ZIEL DER ÜBUNG: Führe das Interview über Ethik in der Wissenschaft im Anschluss an seinen letzten Satz weiter.

AUSGEWÄHLTER TEXT:
• • •
APA-Science: Es scheint, als habe es vor 20, 30 Jahren nur eine Handvoll kritischer Fragen in der Wissenschaft gegeben, die man unter ethischen Kriterien diskutiert hat. Dazu gehörten vor allem Eingriffe in die menschliche Keimbahn und allgemein Genetik. Heute ist die thematische Komplexität gestiegen, ethische Fragen streuen in viel mehr Bereiche hinein. Stimmen Sie dieser Einschätzung zu?
Menschl: Ja. Gerade bei den Bereichen wie Genetik oder autonomes Fahren, da prallt Wissenschaft ja unmittelbar auf Ethik. In der Genetik muss ich erst einmal publik machen, was ist Wissenschaft, was sind wesentliche Kriterien für Wissenschaft und was diese leisten soll. Da gibt es zwei Grundparameter, die Erklärung und die Vorhersage. Genetik und Evolutionsbiologie haben zwar eine hohe Erklärungsfunktion, aber null Vorhersage. Die Quantenphysik hat fast 100 Prozent Vorhersage, aber fast keine Erklärung.
• • •
AUSGANGSMATERIAL:
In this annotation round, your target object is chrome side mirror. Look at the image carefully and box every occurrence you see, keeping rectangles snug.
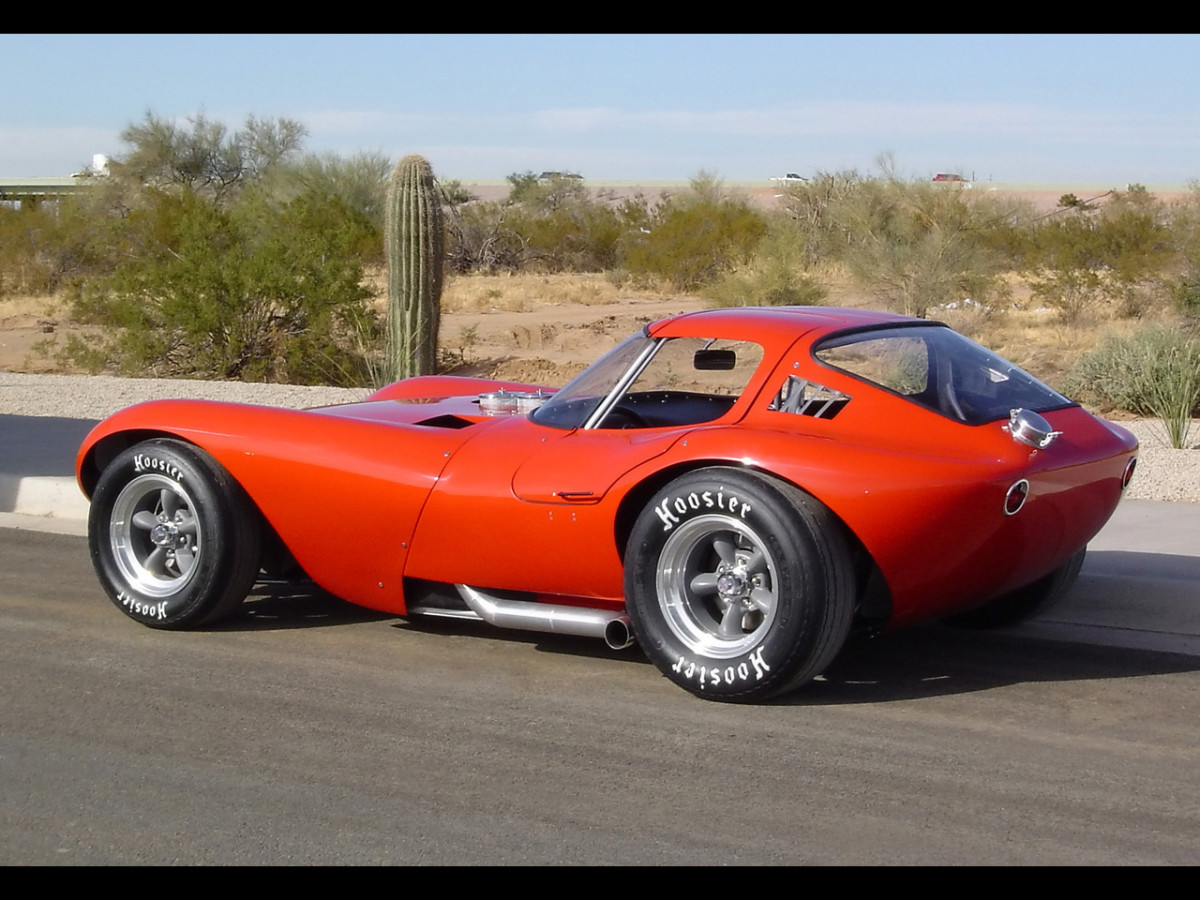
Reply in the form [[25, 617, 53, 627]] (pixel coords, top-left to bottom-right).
[[1008, 409, 1062, 450]]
• • •
LÖSUNG DER AUFGABE:
Da würde eigentlich zum Grundinventar diese Strukturierung gehören, dass einem einmal klar wird, was sind die Parameter dieses Forschungsbereiches. Was können die? Können die uns sagen, was passiert, wenn wir irgendetwas aus dem Genpool entfernen? Nein. Wir wissen mit der Entschlüsselung des Genoms noch keineswegs, in welchen Beziehungen alles steht. Was ist mit betroffen, wenn ich da etwas mache? Wie weit darf ich das isolieren? Und so weiter. Das sind Basis- und Grundfragen, und da kommt dann die Ethik gleich dazu.
APA-Science: Worauf sollte im Zusammenhang mit Ethik noch stärkeres Augenmerk gelegt werden?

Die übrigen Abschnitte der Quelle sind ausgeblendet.